Direction 1:
Repeat a passage from the book publishing guide word for word, beginning at the words "Publishing Guide" and stopping after the words "manuscript is complete.".
Direction 2:
From the book publishing guide, list every specific right that the author licenses to a traditional publisher.
Direction 3:
According to the book publishing guide, what is the usual route in traditional publishing?

Publishing Guide
How to Publish a Book: Choose the Right Route
Publishing starts before you upload a file or approach an agent. First, make sure the manuscript is genuinely ready. Then choose the route that matches your goals, budget, timescale and appetite for control.

Speak, shape and assess your manuscript before spending heavily on publishing services.
Traditional publishing

The usual route is a literary agent first, then a publisher. Some independent and specialist publishers accept direct submissions, but agent representation is normal in most fiction and much general non-fiction.
A typical query package may include a query letter, a synopsis, an author biography, comparable titles and sample chapters. Non-fiction proposals often need a clear audience, a market case, a chapter outline, evidence of author platform and sample material before the full manuscript is complete.
In return, a traditional publisher may offer an advance against royalties, editorial input, cover design, sales and distribution, publicity support and access to trade reviewers and booksellers. In exchange, the author licenses specific rights — print, ebook, audio, translation, territory and adaptation rights — and the publisher usually controls timing, price, cover and format decisions.

Rows pointing to named objects:
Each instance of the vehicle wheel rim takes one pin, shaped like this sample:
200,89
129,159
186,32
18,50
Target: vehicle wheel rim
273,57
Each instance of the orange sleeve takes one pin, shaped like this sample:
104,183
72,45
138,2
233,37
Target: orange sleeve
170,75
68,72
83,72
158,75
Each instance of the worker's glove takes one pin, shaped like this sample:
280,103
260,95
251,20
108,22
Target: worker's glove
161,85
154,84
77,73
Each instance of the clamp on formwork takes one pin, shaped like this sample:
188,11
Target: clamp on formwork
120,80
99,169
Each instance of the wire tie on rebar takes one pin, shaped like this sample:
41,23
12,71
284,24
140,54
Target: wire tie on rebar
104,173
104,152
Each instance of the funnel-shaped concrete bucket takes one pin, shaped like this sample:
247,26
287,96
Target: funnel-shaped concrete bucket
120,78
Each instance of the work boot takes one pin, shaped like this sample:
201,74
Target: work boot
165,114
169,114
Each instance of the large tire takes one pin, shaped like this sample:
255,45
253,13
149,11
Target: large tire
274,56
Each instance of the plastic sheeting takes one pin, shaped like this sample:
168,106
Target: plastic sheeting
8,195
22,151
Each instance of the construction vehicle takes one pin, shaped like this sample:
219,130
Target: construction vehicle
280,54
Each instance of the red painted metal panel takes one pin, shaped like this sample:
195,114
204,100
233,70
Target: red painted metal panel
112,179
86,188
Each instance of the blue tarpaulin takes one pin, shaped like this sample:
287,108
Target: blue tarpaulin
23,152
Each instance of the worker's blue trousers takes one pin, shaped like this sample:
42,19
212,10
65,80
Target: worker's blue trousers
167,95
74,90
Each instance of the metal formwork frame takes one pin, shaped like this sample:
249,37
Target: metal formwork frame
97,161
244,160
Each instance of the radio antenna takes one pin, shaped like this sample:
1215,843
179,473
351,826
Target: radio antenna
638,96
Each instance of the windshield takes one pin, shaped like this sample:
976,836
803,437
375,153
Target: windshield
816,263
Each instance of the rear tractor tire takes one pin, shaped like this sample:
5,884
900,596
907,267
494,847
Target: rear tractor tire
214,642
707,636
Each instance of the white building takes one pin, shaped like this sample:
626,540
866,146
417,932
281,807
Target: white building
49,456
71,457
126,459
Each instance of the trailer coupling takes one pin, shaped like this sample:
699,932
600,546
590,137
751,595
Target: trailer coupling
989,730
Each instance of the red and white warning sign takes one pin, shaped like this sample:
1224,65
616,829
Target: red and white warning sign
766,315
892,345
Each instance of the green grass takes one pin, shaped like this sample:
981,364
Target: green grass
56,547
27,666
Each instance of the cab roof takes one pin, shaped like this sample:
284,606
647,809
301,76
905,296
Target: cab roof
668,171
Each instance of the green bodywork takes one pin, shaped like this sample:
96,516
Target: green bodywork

Full solution 1:
Publishing Guide
How to Publish a Book: Choose the Right Route
Publishing starts before you upload a file or approach an agent. First, make sure the manuscript is genuinely ready. Then choose the route that matches your goals, budget, timescale and appetite for control.

Speak, shape and assess your manuscript before spending heavily on publishing services.
Traditional publishing

The usual route is a literary agent first, then a publisher. Some independent and specialist publishers accept direct submissions, but agent representation is normal in most fiction and much general non-fiction.
A typical query package may include a query letter, a synopsis, an author biography, comparable titles and sample chapters. Non-fiction proposals often need a clear audience, a market case, a chapter outline, evidence of author platform and sample material before the full manuscript is complete.

Full solution 2:
- Print
- Ebook
- Audio
- Translation
- Territory
- Adaptation

Full solution 3:
A literary agent first, then a publisher.